● **What the task requires**: Convert all of the records below into a two-column CSV with the header input,output. Each row should pair one line of text with the coordinates that follow it, with each field in double quotes and line breaks replaced by spaces.
--- BEGIN Extracted entries ---
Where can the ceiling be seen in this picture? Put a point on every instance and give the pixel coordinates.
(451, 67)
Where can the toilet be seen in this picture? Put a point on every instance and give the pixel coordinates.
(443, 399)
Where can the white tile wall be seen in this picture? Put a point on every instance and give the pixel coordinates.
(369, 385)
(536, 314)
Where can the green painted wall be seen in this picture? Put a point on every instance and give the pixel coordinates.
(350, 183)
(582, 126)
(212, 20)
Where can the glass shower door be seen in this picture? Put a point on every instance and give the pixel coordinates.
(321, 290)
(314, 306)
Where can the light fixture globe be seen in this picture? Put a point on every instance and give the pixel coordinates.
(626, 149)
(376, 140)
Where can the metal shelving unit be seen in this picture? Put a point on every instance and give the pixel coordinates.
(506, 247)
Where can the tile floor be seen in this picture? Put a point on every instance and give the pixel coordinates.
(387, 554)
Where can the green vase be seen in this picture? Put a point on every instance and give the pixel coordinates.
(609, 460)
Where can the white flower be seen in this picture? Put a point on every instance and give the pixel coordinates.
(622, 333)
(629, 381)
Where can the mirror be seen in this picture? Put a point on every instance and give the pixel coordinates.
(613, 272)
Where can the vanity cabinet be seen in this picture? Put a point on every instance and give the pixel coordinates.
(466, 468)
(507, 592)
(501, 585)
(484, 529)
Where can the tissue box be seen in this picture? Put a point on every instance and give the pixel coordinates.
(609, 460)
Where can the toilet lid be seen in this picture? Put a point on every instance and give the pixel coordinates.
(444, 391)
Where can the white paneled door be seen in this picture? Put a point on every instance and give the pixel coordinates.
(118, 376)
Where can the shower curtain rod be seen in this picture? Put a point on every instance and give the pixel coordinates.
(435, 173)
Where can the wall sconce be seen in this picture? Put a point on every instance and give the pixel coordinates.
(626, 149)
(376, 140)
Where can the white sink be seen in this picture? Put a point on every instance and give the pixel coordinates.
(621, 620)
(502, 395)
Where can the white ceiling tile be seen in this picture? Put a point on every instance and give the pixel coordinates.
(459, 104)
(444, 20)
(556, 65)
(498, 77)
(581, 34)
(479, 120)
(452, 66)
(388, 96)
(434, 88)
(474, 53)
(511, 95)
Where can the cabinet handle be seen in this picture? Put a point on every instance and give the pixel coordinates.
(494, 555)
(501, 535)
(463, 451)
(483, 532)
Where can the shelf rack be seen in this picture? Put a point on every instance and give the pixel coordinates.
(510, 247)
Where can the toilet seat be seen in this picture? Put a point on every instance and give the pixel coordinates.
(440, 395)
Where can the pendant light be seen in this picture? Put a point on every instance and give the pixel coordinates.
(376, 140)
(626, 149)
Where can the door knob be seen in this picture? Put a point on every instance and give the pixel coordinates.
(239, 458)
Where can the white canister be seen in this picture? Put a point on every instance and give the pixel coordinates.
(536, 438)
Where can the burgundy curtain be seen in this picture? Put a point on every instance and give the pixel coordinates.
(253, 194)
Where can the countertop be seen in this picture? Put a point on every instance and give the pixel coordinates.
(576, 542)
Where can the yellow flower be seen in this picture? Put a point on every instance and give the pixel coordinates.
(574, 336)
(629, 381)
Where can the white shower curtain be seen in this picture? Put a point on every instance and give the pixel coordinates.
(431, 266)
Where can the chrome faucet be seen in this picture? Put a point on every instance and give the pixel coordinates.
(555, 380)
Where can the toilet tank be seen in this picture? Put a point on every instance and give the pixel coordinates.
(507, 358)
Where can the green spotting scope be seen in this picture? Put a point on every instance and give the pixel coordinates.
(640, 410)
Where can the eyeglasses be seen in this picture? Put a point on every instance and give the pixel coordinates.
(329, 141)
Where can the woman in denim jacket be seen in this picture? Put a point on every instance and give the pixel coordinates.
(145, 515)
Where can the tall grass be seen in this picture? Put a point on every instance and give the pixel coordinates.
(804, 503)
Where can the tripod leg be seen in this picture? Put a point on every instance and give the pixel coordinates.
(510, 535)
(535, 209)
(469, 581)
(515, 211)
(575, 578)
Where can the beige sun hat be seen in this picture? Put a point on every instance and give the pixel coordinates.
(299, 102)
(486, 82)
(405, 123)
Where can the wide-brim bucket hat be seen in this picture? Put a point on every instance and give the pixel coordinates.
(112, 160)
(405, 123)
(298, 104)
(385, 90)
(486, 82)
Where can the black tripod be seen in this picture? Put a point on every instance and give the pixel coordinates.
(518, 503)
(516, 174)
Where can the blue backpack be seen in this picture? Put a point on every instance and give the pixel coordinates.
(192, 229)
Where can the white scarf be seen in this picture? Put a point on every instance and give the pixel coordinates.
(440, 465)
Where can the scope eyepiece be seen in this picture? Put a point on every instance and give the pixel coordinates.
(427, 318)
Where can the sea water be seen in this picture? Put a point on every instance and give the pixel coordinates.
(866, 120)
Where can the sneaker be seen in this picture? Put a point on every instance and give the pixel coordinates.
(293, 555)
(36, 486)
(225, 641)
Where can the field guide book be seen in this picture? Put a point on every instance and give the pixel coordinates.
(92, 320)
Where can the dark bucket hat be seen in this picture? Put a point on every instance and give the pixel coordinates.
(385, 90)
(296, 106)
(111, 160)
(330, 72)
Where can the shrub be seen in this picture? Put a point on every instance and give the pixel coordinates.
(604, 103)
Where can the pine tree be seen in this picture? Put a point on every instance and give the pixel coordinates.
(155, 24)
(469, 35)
--- END Extracted entries ---
● **Output of the exercise**:
input,output
"Where can the ceiling be seen in this picture? Put a point on every instance and give the pixel coordinates.","(451, 67)"
"Where can the toilet be seen in this picture? Put a point on every instance and give the pixel coordinates.","(443, 399)"
"Where can the white tile wall be seen in this picture? Put a point on every instance and give the pixel coordinates.","(369, 385) (536, 314)"
"Where can the green painted wall be seen in this picture? Put a point on every instance and give the pixel coordinates.","(350, 183) (582, 126) (212, 20)"
"Where can the glass shower door be seen in this picture? Put a point on every instance and give the pixel coordinates.","(321, 290) (314, 306)"
"Where can the light fixture globe be seen in this picture? Put a point on every instance and give the pixel coordinates.","(626, 149) (376, 140)"
"Where can the metal shelving unit be seen in this picture? Put a point on every instance and give the pixel coordinates.","(506, 247)"
"Where can the tile floor be seen in this picture? Put a point on every instance and give the pixel coordinates.","(387, 554)"
"Where can the green vase be seen in this picture? Put a point on every instance and give the pixel coordinates.","(609, 460)"
"Where can the white flower be seen in this picture? Put a point on every instance and give the pixel coordinates.","(622, 333) (629, 381)"
"Where can the mirror be seen in this picture? Put a point on every instance and give the pixel coordinates.","(613, 272)"
"Where can the vanity cabinet be seen in this picture? Put a point on every instance and give the pixel coordinates.","(466, 468) (507, 592) (501, 585) (484, 529)"
"Where can the tissue box be seen in this picture? Put a point on every instance and give the pixel coordinates.","(609, 460)"
"Where can the toilet lid be seen in this picture? Put a point on every instance and give the pixel coordinates.","(444, 391)"
"Where can the white paneled door be seen in this picture? Put a point on every instance and give the pixel coordinates.","(118, 376)"
"Where can the shower curtain rod be seen in this picture? Put a point on every instance and give the pixel coordinates.","(435, 173)"
"Where can the wall sconce be seen in this picture? Put a point on every instance and give the pixel coordinates.","(626, 149) (376, 140)"
"Where can the white sink be seen in this picture? Put a point on every instance and give the pixel coordinates.","(621, 620) (502, 395)"
"Where can the white ceiling tile be seen in this picture? Put a point on every instance and give the pixel coordinates.","(459, 104) (444, 20) (556, 65) (498, 77) (581, 34) (479, 120) (452, 66) (388, 96) (434, 88) (474, 53) (511, 95)"
"Where can the cabinet handle be seen in this picture? Put a point on every instance and give the pixel coordinates.","(494, 555) (501, 535) (463, 451) (483, 532)"
"Where can the shelf rack be seen in this picture? Put a point on every instance and give the pixel coordinates.","(510, 247)"
"Where can the toilet seat be seen in this picture? Put a point on every instance and give the pixel coordinates.","(440, 395)"
"Where can the pendant light be seen in this picture? Put a point on every instance and give the pixel coordinates.","(376, 140) (626, 149)"
"Where can the door knob be seen in this picture? Put a point on every instance and give the pixel coordinates.","(239, 458)"
"Where can the white canister be seen in this picture? Put a point on every instance and give the pixel coordinates.","(536, 438)"
"Where can the burgundy curtain be seen in this picture? Put a point on every instance and give the pixel coordinates.","(253, 194)"
"Where can the countertop be seen in this picture? Put a point on every instance and give the pixel coordinates.","(576, 542)"
"Where can the yellow flower be seen in this picture? Put a point on every instance and give the pixel coordinates.","(574, 336) (629, 381)"
"Where can the white shower curtain be seen in this picture? Put a point on every instance and give the pixel coordinates.","(431, 266)"
"Where can the chrome faucet be seen in this picture? Put a point on every instance and give the pixel coordinates.","(555, 380)"
"Where can the toilet tank be seen in this picture? Put a point on every instance and give the pixel coordinates.","(507, 358)"
"Where can the green spotting scope be seen in this picture? Put a point on every instance and give the pixel coordinates.","(640, 410)"
"Where can the eyeglasses be seen in this picture? Put a point on every instance and give the pixel coordinates.","(329, 141)"
"Where can the woman in denim jacket be seen in this picture? Put a point on every instance and give the pixel coordinates.","(145, 515)"
"Where can the tall grass be seen in this picture? Put a point on every instance and give the pixel coordinates.","(804, 503)"
"Where can the tripod leg be seen in this picture? Put a point on every instance and give the pixel coordinates.","(510, 535) (535, 209) (469, 581) (515, 211) (575, 578)"
"Where can the beige sun hat be seen in this picture? Put a point on every instance and give the pixel coordinates.","(299, 102) (486, 82) (405, 123)"
"Where can the wide-brim bucket hat be seen in this picture? Put a point on every instance and give the pixel coordinates.","(112, 160) (405, 123) (298, 104) (385, 90) (486, 82)"
"Where can the black tripod be seen in this picture? Put a point on every instance and give the pixel coordinates.","(518, 503) (516, 174)"
"Where can the blue backpack be seen in this picture? Put a point on every instance and give the pixel coordinates.","(192, 229)"
"Where can the white scarf be seen in this picture? Put a point on every instance and give the pixel coordinates.","(440, 465)"
"Where can the scope eyepiece be seen in this picture? Put a point on every instance and give the pixel coordinates.","(427, 318)"
"Where can the sea water be seen in this picture? Put a point on every instance and give the pixel coordinates.","(866, 120)"
"Where can the sneaker be seen in this picture? Put a point on every instance and give the pixel coordinates.","(293, 555) (36, 486) (225, 641)"
"Where can the field guide book be seen in this picture? Put a point on every instance and give the pixel coordinates.","(92, 320)"
"Where can the dark bucket hat be seen in this picture? Put a point on every instance and give the pixel coordinates.","(385, 90) (296, 106) (111, 160) (330, 72)"
"Where can the shrub be seen in this picture? Put a point on every instance and give the pixel coordinates.","(604, 103)"
"Where can the pine tree be seen in this picture? Put a point on every instance and give the pixel coordinates.","(155, 24) (469, 35)"